=== Text passage ===
When these Europhiles turn out this weekend for their People’s Vote march, one has to wonder: how many of them marched against the ideological culling of the sick and disabled that the UN called ‘a human catastrophe’? How many marched against record homelessness, against 4 million children in poverty? How many marched against endless imperialist war, be it in Afghanistan or Iraq or Libya or Syria? How many of them even marched to save the NHS, probably the most honourable achievement in Britain’s history? How many marched against fracking, against secret courts, against ‘the most extreme surveillance in the history of Western democracy‘? How many marched for Grenfell residents or Skype families or the Windrush generation, against the deportation of completely legal immigrants and even black British citizens? A few, perhaps, but certainly not many.

And that might lead a cynical observer to the unpleasant conclusion that, aside from their pet project of stopping what few outlying pebbles of the avalanche of disaster might just slightly graze them, they basically don’t give a shit. I’m not a betting man but I’d lay a heavy wager that should these people – sorry, People – get their way, the vast majority of them will instantly go back to sleep (or backpacking around the Schengen zone) and blithely consign the poorest third of the population back to the food banks and the zero hour contracts, to more of the same misery and injustice and suffering that brought us here to begin with.

Object point labels
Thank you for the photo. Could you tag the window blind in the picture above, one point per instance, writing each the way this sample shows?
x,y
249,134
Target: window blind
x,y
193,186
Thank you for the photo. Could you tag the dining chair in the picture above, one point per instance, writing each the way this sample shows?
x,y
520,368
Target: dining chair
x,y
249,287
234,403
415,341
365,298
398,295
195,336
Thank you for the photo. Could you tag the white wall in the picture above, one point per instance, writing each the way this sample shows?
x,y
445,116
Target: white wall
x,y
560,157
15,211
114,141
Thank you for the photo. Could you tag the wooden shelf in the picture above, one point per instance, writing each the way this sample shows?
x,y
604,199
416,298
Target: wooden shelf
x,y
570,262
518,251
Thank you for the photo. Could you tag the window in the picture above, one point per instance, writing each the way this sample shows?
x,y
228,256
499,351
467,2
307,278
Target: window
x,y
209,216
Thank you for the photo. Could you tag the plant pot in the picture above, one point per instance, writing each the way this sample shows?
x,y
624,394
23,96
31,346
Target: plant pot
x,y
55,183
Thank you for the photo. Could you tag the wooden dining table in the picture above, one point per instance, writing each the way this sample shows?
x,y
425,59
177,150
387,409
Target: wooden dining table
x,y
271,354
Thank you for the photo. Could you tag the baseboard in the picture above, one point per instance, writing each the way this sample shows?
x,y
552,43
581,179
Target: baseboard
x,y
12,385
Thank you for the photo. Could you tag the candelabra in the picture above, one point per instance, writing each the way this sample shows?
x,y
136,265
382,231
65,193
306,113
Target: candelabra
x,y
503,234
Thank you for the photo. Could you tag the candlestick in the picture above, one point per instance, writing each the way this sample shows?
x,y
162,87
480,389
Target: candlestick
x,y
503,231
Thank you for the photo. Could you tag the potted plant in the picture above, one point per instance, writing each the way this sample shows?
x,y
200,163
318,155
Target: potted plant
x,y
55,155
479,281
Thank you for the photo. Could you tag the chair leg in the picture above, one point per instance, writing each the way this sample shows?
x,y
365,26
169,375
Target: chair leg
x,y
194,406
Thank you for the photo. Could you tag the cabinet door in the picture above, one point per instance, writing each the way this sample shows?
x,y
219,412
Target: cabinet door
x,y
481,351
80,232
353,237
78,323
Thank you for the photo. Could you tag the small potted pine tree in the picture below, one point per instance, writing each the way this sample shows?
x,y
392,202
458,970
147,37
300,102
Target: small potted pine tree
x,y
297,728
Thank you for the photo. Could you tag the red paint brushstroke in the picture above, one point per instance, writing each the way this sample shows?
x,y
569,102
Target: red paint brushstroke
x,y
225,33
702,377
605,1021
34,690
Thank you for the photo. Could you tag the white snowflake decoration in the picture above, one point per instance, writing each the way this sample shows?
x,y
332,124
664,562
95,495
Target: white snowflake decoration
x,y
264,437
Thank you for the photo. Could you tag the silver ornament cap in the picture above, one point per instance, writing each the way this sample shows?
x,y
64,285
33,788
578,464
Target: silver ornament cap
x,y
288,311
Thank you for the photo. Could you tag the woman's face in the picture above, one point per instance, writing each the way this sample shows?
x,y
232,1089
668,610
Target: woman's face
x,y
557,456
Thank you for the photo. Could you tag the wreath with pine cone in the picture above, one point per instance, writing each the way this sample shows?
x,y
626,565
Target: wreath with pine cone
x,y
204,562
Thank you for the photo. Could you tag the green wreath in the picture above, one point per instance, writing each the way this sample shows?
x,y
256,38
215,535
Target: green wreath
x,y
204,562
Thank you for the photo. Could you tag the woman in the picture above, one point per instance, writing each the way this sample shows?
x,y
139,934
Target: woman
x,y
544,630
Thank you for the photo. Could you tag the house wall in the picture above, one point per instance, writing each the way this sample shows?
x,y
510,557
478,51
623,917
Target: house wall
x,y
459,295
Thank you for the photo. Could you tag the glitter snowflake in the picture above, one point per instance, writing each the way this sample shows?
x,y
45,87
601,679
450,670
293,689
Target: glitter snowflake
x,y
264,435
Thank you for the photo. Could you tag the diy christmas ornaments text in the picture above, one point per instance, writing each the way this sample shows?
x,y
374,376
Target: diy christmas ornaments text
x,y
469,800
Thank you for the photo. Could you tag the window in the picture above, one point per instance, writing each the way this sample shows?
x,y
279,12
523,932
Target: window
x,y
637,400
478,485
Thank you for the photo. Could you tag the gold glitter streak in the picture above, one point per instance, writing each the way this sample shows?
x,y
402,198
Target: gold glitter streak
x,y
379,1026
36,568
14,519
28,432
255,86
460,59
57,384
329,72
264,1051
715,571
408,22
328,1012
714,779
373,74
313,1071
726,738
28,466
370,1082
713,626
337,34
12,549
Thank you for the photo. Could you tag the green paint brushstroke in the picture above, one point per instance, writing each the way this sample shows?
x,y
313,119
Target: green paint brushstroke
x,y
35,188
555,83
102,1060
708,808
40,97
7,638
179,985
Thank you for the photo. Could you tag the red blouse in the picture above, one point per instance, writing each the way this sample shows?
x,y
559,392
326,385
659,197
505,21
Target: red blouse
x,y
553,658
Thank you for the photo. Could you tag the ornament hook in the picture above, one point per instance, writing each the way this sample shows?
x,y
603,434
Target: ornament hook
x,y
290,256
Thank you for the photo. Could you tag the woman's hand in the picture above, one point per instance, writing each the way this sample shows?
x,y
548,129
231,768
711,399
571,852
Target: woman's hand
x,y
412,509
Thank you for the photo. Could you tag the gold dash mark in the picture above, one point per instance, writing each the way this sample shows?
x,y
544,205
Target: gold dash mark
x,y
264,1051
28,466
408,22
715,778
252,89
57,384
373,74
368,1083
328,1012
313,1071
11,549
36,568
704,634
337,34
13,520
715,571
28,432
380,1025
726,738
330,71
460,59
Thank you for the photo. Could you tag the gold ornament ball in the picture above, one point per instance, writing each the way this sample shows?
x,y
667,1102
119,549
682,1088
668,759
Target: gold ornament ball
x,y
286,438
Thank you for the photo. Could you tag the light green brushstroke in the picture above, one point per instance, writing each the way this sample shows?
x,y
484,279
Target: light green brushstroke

=== Task instructions ===
Reproduce the part of the text on the People's Vote march, beginning at the words "And that might" and stopping after "to begin with.". The material is not needed here.

=== Task output ===
And that might lead a cynical observer to the unpleasant conclusion that, aside from their pet project of stopping what few outlying pebbles of the avalanche of disaster might just slightly graze them, they basically don’t give a shit. I’m not a betting man but I’d lay a heavy wager that should these people – sorry, People – get their way, the vast majority of them will instantly go back to sleep (or backpacking around the Schengen zone) and blithely consign the poorest third of the population back to the food banks and the zero hour contracts, to more of the same misery and injustice and suffering that brought us here to begin with.